— Selected text —
4. Lack of Outdoor Exercise
In the fourth claim, plaintiff contends that neither he nor other inmates in the Coffee County jail have access to regular outdoor exercise. Indeed, plaintiff alleges that he is confined to his cell 24 hours a day, 7 days a week. Plaintiff maintains that it is common practice for defendants to deny inmates access to regular outdoor exercise.
5. Lack of Access to a Law Library
In the last claim pled in the complaint, plaintiff asserts that defendants installed a quasi-type satellite law library for inmates in the Coffee County jail, but stocked it with outdated law books and failed to include books containing federal court decisions or other types of books to use for legal research. According to plaintiff, the provision of an inadequate law library denies him access to research issues in his pending criminal case. Defendants are faulted for failing to provide a properly functioning law library, though funds were appropriated for this purpose (Id. at 10).

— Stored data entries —
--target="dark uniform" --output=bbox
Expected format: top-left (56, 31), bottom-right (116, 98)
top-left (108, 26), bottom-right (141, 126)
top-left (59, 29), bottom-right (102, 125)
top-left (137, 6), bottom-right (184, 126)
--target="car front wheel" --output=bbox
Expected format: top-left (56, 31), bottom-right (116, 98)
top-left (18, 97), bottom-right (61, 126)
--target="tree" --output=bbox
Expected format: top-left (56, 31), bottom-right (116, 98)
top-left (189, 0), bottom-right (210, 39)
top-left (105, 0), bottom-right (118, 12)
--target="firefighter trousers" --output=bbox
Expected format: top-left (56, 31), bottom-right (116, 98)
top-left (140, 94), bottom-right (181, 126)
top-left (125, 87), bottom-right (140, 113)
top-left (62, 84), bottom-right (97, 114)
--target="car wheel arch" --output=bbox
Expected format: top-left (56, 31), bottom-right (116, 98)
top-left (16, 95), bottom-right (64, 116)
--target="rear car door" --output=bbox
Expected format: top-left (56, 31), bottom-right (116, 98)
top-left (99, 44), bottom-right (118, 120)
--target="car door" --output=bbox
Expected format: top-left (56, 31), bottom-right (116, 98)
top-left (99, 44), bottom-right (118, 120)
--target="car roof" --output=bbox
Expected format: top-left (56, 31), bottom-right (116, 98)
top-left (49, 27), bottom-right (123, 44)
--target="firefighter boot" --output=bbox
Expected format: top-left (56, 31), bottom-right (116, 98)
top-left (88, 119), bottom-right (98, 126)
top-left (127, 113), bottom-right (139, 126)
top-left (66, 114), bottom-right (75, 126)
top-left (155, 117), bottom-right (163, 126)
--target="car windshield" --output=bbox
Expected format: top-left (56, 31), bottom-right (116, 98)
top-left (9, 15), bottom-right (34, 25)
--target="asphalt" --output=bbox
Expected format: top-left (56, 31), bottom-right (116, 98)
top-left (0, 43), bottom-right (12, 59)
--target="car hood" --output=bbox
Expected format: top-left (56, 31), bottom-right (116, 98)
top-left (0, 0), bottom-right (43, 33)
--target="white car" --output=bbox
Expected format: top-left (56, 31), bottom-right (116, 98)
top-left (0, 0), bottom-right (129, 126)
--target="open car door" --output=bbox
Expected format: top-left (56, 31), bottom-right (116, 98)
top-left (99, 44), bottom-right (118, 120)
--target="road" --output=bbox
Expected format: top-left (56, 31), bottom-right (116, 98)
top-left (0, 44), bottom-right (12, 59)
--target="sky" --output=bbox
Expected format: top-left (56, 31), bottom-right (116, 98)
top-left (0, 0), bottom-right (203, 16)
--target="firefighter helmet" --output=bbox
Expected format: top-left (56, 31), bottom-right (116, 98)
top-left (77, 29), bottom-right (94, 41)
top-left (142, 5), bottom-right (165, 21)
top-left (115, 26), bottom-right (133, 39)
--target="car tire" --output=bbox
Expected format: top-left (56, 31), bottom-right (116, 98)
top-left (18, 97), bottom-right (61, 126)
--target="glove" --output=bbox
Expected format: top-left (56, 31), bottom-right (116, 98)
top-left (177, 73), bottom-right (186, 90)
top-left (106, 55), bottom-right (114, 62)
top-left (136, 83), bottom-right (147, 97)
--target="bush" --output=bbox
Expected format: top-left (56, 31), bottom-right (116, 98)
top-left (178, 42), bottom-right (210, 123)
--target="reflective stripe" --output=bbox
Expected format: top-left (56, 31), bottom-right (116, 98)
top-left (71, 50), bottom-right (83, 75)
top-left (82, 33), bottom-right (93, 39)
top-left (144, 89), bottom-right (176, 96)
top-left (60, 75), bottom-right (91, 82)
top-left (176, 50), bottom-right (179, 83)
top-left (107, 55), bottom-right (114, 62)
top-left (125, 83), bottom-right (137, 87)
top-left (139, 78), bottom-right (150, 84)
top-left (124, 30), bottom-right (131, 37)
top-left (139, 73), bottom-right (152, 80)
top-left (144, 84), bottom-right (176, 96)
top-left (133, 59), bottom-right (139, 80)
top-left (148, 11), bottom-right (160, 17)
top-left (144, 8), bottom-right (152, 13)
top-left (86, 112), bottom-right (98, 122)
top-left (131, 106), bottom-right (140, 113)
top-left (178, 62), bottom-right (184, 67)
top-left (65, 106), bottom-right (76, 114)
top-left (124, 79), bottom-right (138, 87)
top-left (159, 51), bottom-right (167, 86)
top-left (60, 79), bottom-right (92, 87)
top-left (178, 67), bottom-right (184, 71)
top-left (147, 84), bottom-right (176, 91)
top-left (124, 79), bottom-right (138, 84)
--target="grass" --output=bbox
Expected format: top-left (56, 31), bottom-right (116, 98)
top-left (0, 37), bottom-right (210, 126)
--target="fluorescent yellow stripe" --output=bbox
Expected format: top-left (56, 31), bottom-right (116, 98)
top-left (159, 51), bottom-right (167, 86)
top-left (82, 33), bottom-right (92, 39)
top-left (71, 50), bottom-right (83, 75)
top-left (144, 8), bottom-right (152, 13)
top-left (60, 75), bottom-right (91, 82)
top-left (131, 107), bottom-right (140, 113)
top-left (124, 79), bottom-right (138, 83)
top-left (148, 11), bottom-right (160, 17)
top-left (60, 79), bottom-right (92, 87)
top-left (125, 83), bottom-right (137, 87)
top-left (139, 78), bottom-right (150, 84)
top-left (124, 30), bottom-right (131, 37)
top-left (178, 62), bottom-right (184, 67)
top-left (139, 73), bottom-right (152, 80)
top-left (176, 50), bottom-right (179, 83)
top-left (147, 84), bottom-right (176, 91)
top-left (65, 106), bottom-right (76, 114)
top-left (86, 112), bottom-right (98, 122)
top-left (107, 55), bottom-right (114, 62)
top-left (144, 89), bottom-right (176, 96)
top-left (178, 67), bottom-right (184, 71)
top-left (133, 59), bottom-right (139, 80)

* * *

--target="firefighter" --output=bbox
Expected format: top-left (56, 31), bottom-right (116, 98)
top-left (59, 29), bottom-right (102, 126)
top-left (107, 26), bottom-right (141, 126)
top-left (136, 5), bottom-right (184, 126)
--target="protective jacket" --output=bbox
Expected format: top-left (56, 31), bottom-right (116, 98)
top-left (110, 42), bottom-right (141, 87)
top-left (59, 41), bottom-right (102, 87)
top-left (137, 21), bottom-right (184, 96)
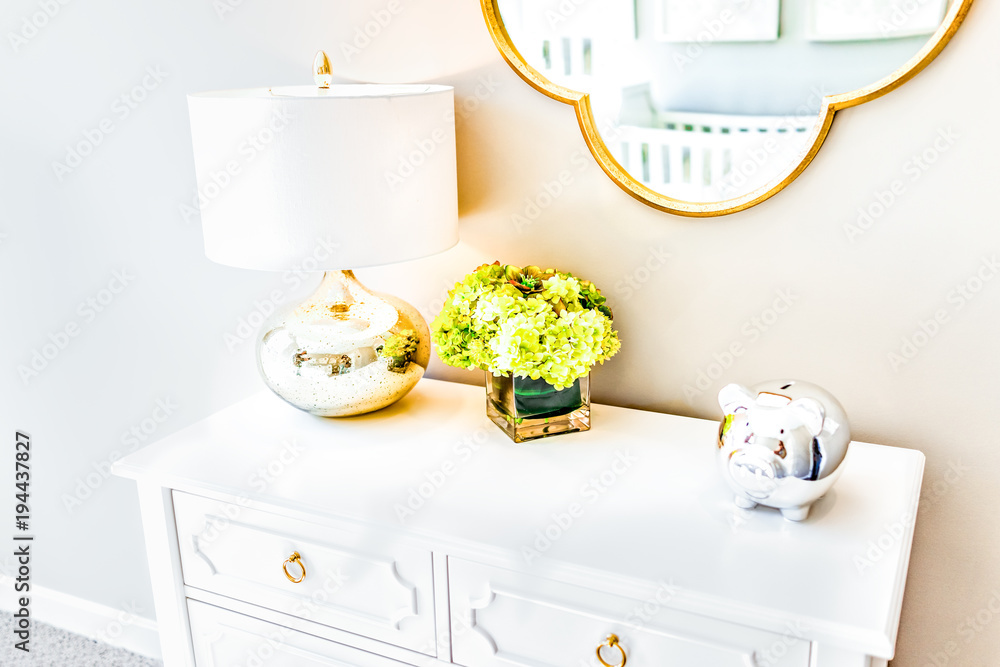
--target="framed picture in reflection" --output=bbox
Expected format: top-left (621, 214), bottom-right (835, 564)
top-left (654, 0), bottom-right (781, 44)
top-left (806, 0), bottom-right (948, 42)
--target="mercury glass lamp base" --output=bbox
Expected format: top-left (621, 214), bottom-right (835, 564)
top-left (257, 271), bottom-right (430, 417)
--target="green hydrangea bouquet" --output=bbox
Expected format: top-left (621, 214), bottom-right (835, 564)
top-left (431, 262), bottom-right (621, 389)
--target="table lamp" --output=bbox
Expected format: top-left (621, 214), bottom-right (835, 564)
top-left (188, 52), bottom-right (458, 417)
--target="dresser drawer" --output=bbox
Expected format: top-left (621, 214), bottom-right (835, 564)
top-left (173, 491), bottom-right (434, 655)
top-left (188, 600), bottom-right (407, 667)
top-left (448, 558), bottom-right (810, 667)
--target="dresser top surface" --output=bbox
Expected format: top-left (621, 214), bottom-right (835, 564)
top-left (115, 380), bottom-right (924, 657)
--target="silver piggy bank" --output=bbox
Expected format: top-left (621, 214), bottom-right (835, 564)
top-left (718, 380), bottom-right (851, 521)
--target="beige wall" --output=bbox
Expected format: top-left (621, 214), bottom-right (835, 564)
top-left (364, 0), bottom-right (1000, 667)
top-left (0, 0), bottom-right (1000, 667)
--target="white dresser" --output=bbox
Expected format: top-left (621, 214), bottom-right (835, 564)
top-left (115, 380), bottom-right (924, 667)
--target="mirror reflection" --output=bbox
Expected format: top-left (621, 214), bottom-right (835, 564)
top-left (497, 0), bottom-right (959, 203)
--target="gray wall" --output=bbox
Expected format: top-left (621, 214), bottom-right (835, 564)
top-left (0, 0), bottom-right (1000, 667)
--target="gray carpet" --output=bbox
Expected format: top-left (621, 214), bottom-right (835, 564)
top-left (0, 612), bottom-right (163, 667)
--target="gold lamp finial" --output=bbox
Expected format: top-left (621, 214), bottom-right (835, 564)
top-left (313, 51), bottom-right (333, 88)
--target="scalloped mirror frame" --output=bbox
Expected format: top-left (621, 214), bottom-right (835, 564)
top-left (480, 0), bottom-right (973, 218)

— Problem to work on —
In the excerpt about the jail inmate's claims, condense the paragraph that begins "In the last claim pled in the complaint" into a short bulleted list of its main facts. These records have no connection to the excerpt about the jail inmate's claims.

— Answer to the problem —
- Plaintiff says defendants set up a quasi-type satellite law library for inmates in the Coffee County jail.
- The library holds outdated law books and lacks federal court decisions and other legal research books.
- Plaintiff says this inadequate library keeps him from researching issues in his pending criminal case.
- Defendants are faulted for not providing a properly functioning law library, even though funds were appropriated for it (Id. at 10).